Coordinate labeling data
------------------------
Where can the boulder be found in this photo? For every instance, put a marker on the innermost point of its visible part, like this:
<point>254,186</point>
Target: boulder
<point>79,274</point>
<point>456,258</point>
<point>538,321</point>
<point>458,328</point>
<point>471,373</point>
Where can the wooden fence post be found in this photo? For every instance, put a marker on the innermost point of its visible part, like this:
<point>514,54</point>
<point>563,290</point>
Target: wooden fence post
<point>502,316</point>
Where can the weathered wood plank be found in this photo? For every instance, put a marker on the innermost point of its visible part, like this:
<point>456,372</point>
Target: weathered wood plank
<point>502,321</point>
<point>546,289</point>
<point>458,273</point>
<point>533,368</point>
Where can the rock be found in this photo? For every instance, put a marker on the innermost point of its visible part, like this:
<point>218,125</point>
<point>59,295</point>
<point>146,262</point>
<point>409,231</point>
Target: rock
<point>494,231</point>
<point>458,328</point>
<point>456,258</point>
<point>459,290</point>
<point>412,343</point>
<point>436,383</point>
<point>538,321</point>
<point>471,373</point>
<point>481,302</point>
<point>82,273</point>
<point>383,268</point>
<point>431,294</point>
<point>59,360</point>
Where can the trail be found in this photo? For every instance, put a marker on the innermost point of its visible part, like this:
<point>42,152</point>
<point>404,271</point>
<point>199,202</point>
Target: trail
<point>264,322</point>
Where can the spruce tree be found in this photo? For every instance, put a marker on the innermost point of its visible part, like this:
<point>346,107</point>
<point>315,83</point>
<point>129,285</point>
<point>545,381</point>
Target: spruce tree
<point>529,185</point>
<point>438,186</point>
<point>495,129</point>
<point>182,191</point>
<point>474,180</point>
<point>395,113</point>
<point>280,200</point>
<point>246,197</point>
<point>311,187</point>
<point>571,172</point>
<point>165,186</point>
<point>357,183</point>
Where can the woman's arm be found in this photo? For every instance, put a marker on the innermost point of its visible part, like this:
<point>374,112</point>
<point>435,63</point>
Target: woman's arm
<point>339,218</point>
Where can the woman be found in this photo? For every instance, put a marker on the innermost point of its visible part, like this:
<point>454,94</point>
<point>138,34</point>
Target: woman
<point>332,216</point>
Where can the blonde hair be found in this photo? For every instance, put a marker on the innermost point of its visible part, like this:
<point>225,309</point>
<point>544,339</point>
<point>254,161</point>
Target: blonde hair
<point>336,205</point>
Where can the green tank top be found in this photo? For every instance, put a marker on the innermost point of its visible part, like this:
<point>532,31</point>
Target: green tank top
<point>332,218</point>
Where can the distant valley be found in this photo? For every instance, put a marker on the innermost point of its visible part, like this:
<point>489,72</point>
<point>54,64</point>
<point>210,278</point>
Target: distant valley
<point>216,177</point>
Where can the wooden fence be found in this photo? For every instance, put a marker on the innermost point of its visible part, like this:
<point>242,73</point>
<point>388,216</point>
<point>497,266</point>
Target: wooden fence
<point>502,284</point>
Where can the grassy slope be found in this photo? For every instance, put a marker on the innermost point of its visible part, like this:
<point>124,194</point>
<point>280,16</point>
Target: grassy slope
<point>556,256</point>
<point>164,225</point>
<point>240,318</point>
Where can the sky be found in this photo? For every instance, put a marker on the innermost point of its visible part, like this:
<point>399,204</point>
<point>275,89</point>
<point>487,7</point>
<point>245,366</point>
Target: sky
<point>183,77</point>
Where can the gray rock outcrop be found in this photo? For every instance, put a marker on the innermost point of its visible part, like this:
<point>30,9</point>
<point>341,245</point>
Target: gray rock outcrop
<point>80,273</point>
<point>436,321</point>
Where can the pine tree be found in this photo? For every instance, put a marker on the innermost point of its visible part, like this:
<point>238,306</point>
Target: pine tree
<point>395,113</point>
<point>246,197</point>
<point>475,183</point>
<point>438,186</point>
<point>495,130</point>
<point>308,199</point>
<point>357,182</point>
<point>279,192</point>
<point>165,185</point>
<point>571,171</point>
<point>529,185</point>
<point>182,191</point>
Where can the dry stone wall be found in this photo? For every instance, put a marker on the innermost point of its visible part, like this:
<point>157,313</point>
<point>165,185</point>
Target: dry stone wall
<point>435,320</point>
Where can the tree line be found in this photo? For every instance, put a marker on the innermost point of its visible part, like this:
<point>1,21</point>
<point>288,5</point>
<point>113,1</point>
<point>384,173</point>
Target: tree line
------------------------
▸ **Task details**
Quote the whole listing above, leaving nothing out.

▸ **Response to this task**
Where can the boulder be found in this photo? For every instance, put a marker on the innermost point of its visible part, like this:
<point>254,186</point>
Target: boulder
<point>79,274</point>
<point>456,258</point>
<point>538,321</point>
<point>458,328</point>
<point>471,373</point>
Where can the wooden fence post be found in this photo? For every instance, put a marker on the innermost point of its visible part, like this:
<point>514,54</point>
<point>563,290</point>
Target: wooden fence post
<point>502,316</point>
Where can the weathered wood plank be found in this photo? For every instance, put a marker on the innermost point of its visible part, like this:
<point>456,372</point>
Target: weathered wood plank
<point>502,321</point>
<point>546,289</point>
<point>458,273</point>
<point>533,368</point>
Where can the rock be found in this photo? For every instance, put a marker on the innermost point of its visible part, like this:
<point>218,125</point>
<point>59,295</point>
<point>146,262</point>
<point>409,231</point>
Target: rock
<point>494,231</point>
<point>458,328</point>
<point>456,258</point>
<point>459,290</point>
<point>412,343</point>
<point>436,383</point>
<point>538,321</point>
<point>471,373</point>
<point>481,302</point>
<point>82,273</point>
<point>383,268</point>
<point>431,294</point>
<point>59,360</point>
Where can the trail be found in this photo? For every instance, put a marker on the innermost point of its visible part, like this:
<point>42,152</point>
<point>404,271</point>
<point>199,202</point>
Target: trail
<point>264,322</point>
Where can the spruce tree be found in this photo? For every instance, put a marker on the innermost point of its visible part, like this:
<point>346,107</point>
<point>315,83</point>
<point>129,285</point>
<point>545,381</point>
Target: spruce tree
<point>529,185</point>
<point>438,186</point>
<point>495,129</point>
<point>182,191</point>
<point>474,180</point>
<point>395,113</point>
<point>280,200</point>
<point>246,197</point>
<point>311,187</point>
<point>571,172</point>
<point>165,186</point>
<point>357,183</point>
Where can the woman's arm be found in this photo? For every instance, put a marker on the innermost point of its visible part, like this:
<point>374,112</point>
<point>435,63</point>
Target: woman's arm
<point>339,218</point>
Where can the woman be found in this photo? For every instance, put a marker on the innermost point of its visible part, like this:
<point>454,94</point>
<point>138,34</point>
Target: woman
<point>332,216</point>
Where can the blonde hair be found in this photo? For every instance, put a marker on the innermost point of its visible part, like this:
<point>225,309</point>
<point>544,339</point>
<point>254,161</point>
Target: blonde hair
<point>336,205</point>
Where can the green tank top be found in this photo? For every instance, put a marker on the innermost point of its visible part, like this:
<point>532,31</point>
Target: green tank top
<point>332,218</point>
Where can the distant valley be found in this photo? For every instance, put a marker on the innermost point of its visible part, like this:
<point>489,72</point>
<point>54,64</point>
<point>210,278</point>
Target: distant valley
<point>216,177</point>
Where can the wooden fence be found in this photo? For every instance, put a marker on the innermost point of its visible part, like this:
<point>242,73</point>
<point>388,216</point>
<point>497,266</point>
Target: wooden fence
<point>502,284</point>
Where can the grassy slope be found in this photo? For every instance, put a marker on the innermost point of its visible part, like this:
<point>124,194</point>
<point>280,16</point>
Target: grassy slope
<point>556,256</point>
<point>164,225</point>
<point>240,318</point>
Where can the sky be found in this photo? For every instance, put a marker on the innermost point of its visible part, like this:
<point>399,204</point>
<point>275,89</point>
<point>487,7</point>
<point>245,366</point>
Target: sky
<point>183,77</point>
Where can the gray rock outcrop be found in this photo? For every instance, put a marker on the innermost point of its visible part, like this:
<point>30,9</point>
<point>341,245</point>
Target: gray rock outcrop
<point>80,273</point>
<point>436,321</point>
Where can the pine tree be found in this photo? For every instance, put a marker on the innermost point of its visible part, like this:
<point>238,306</point>
Target: pine tree
<point>395,113</point>
<point>246,197</point>
<point>475,183</point>
<point>438,186</point>
<point>495,130</point>
<point>308,199</point>
<point>357,182</point>
<point>279,192</point>
<point>165,185</point>
<point>571,171</point>
<point>529,185</point>
<point>182,191</point>
Where can the dry stone wall be found in this photo? For every instance, put a marker on the innermost point of its visible part, like this:
<point>157,313</point>
<point>165,185</point>
Target: dry stone wall
<point>435,320</point>
Where can the tree line be found in this photo? For every instance, put a marker on the innermost point of its visible part, like this:
<point>1,21</point>
<point>288,5</point>
<point>113,1</point>
<point>384,173</point>
Target: tree line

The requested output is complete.